Copy the data from the line that contains "Mark one point per instance of the curved" to its last line, exactly, including both of those lines and leaving out everything before.

begin

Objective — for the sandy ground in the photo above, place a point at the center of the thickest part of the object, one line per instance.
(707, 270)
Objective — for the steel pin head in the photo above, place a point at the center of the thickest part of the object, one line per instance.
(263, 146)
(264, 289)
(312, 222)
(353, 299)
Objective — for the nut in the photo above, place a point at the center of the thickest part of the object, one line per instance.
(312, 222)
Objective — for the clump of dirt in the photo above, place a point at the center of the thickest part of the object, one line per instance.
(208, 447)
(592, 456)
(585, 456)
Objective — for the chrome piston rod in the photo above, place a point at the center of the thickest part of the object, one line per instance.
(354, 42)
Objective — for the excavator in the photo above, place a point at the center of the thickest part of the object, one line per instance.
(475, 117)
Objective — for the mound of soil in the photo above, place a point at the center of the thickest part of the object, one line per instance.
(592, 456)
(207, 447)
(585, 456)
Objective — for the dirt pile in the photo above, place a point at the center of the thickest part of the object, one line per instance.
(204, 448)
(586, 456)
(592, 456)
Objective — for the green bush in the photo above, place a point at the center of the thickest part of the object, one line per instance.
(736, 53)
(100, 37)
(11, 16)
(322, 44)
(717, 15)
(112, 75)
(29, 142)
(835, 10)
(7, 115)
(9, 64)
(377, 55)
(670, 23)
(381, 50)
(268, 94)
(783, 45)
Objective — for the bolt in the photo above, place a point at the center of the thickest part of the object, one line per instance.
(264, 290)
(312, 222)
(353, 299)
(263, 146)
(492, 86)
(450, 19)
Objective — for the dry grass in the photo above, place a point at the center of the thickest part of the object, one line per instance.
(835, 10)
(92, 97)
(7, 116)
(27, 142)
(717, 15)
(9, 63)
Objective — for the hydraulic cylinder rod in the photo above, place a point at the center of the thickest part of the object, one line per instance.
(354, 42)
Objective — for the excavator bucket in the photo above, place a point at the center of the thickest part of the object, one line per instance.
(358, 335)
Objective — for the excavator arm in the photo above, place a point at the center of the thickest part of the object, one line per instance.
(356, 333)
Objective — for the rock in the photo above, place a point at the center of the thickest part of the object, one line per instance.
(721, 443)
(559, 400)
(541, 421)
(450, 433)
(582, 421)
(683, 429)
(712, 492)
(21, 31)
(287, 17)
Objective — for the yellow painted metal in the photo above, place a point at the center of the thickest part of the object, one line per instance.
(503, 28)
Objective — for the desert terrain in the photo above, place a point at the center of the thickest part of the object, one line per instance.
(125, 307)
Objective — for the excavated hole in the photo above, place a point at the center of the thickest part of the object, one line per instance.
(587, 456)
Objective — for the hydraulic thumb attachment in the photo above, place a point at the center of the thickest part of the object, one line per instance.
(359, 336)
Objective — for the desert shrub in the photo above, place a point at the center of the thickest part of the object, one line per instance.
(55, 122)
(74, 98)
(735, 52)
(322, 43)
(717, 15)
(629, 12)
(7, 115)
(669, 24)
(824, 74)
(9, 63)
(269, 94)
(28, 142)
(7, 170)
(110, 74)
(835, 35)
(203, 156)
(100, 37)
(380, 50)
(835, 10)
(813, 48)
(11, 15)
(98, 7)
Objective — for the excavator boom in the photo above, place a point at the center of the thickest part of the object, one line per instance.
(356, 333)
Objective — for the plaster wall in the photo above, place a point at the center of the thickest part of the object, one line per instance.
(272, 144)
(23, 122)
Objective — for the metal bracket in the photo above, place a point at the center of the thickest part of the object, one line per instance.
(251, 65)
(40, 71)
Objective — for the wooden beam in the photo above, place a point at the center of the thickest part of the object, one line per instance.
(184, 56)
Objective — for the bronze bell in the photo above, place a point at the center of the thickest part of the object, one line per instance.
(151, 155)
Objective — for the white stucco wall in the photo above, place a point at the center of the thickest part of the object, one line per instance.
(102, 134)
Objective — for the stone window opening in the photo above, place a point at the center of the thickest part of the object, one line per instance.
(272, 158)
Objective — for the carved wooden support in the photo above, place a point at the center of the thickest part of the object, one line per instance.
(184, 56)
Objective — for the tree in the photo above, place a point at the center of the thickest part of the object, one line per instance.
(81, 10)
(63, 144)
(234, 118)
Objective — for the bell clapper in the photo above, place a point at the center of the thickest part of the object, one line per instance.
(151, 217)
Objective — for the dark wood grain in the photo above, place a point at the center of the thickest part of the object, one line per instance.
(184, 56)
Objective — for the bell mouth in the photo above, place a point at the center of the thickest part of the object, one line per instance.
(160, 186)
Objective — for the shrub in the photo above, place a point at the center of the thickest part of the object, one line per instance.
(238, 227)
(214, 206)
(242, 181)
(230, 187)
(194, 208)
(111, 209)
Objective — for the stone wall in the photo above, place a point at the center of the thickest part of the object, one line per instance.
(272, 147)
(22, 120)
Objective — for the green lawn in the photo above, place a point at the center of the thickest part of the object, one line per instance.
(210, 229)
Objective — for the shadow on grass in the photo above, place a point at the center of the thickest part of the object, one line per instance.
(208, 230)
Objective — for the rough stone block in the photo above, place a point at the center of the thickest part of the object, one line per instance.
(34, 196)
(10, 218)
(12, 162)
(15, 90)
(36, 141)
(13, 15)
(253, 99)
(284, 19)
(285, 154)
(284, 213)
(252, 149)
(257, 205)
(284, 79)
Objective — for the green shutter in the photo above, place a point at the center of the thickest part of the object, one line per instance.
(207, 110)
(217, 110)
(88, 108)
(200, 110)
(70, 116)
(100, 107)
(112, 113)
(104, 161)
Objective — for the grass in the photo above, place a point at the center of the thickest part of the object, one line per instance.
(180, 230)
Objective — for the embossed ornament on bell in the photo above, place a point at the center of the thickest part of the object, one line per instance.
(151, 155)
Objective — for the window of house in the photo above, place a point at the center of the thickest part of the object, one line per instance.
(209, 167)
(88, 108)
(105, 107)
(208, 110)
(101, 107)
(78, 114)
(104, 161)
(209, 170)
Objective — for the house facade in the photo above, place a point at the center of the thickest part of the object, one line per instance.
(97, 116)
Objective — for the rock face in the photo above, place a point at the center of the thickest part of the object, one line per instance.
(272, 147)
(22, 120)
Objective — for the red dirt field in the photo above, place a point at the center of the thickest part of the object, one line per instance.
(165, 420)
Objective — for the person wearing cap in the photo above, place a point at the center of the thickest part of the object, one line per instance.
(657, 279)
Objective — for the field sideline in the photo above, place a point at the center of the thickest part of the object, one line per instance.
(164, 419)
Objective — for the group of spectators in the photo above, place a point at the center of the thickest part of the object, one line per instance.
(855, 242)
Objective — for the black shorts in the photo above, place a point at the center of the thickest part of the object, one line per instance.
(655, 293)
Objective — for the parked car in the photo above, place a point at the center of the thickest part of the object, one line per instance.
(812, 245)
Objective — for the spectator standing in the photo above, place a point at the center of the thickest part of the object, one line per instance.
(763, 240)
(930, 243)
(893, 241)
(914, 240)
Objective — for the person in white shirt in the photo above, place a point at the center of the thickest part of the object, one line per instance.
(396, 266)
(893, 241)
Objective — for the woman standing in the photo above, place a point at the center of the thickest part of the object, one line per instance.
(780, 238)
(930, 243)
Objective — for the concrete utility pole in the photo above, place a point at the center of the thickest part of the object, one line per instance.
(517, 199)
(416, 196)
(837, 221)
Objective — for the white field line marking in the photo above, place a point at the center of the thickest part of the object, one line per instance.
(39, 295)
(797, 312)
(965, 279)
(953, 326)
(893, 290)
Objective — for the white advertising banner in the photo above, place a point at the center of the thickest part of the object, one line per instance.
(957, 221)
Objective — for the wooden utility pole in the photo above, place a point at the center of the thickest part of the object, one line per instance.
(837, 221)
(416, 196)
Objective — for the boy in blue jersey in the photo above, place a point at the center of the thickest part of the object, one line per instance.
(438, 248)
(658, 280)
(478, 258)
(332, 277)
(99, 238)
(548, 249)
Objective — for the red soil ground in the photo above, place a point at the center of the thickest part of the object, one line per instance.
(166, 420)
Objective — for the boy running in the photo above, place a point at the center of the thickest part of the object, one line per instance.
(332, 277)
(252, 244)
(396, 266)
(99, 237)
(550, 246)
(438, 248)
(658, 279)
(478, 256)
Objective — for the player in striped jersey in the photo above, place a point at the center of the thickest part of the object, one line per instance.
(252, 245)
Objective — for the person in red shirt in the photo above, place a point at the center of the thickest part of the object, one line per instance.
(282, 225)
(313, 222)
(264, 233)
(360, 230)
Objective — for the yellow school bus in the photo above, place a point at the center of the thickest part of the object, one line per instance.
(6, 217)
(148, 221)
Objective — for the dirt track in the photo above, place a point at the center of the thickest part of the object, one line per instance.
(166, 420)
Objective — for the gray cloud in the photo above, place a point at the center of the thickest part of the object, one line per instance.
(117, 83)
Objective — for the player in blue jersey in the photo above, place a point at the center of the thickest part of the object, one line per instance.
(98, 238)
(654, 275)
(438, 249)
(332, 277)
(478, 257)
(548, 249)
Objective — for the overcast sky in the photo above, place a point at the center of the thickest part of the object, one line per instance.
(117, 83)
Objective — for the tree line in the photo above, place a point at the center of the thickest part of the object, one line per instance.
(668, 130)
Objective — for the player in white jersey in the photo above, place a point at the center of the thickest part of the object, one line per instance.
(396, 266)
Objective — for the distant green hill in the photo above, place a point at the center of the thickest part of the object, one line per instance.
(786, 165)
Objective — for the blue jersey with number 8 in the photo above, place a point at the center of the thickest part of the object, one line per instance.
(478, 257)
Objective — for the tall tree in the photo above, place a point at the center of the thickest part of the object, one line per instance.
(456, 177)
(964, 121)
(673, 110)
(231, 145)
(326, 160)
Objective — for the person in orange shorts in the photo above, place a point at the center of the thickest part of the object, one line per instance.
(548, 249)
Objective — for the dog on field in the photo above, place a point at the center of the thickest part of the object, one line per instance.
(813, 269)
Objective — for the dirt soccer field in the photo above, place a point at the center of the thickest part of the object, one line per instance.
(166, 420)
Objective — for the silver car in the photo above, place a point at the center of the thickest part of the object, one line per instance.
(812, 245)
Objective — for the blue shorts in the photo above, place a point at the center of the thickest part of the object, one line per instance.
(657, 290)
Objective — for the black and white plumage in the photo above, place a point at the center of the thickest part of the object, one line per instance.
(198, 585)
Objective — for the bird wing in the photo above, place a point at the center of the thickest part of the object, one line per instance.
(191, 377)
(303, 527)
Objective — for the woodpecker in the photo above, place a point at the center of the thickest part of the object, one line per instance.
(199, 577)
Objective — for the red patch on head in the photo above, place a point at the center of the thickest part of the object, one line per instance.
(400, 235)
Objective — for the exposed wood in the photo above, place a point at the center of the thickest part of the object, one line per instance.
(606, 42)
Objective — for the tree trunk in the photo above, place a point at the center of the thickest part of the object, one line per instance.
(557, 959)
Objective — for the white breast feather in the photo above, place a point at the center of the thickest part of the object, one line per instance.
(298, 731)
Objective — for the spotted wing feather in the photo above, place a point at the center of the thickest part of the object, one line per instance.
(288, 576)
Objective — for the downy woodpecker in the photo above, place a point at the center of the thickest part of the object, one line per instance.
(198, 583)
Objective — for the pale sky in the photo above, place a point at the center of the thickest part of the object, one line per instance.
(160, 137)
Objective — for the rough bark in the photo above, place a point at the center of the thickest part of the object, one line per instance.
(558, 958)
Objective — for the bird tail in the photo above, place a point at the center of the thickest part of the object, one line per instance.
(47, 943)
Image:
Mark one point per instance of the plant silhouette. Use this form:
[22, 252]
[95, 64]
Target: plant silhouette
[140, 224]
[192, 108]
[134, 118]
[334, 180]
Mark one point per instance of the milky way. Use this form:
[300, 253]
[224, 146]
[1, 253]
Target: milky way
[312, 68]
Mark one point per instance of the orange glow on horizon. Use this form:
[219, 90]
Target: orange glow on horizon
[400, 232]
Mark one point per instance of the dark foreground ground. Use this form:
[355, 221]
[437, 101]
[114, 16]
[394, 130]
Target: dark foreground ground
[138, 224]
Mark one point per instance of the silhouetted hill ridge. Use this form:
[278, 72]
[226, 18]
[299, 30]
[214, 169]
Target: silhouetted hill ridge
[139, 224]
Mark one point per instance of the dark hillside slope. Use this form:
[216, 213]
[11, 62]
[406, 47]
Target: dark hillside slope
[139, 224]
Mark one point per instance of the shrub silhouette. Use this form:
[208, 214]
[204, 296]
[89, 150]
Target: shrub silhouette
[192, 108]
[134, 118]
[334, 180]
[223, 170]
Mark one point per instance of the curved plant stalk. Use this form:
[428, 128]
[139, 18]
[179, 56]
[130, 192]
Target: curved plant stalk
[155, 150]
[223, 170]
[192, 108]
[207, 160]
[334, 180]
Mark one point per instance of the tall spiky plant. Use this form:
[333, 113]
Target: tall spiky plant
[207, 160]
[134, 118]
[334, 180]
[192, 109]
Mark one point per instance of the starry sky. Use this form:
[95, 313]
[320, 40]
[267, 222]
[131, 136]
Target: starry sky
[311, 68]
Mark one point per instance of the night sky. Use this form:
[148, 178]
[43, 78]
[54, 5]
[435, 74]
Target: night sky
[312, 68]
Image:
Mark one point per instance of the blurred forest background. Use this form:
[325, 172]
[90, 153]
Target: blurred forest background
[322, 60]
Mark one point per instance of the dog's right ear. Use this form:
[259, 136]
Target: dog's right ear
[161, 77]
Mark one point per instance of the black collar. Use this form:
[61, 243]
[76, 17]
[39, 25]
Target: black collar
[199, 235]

end

**Full response**
Mark one point per instance of the curved plant stalk. Use this form:
[428, 128]
[139, 18]
[179, 56]
[130, 192]
Target: curved plant stalk
[155, 150]
[223, 170]
[192, 108]
[207, 160]
[334, 180]
Mark one point per instance of the tall spiky plant. Use this form:
[333, 113]
Target: tall spiky plant
[207, 160]
[134, 118]
[334, 180]
[192, 109]
Mark one point per instance of the starry sky. Use this form:
[95, 313]
[320, 40]
[267, 222]
[131, 136]
Target: starry sky
[311, 68]
Mark one point per instance of the night sky. Use this form:
[148, 178]
[43, 78]
[54, 5]
[435, 74]
Target: night sky
[312, 68]
Image:
Mark one point per instance of the blurred forest background. Use this form:
[325, 172]
[90, 153]
Target: blurred forest background
[322, 60]
Mark one point per instance of the dog's right ear. Use this form:
[259, 136]
Target: dog's right ear
[161, 77]
Mark one point per instance of the black collar. Use this form:
[61, 243]
[76, 17]
[39, 25]
Target: black collar
[199, 235]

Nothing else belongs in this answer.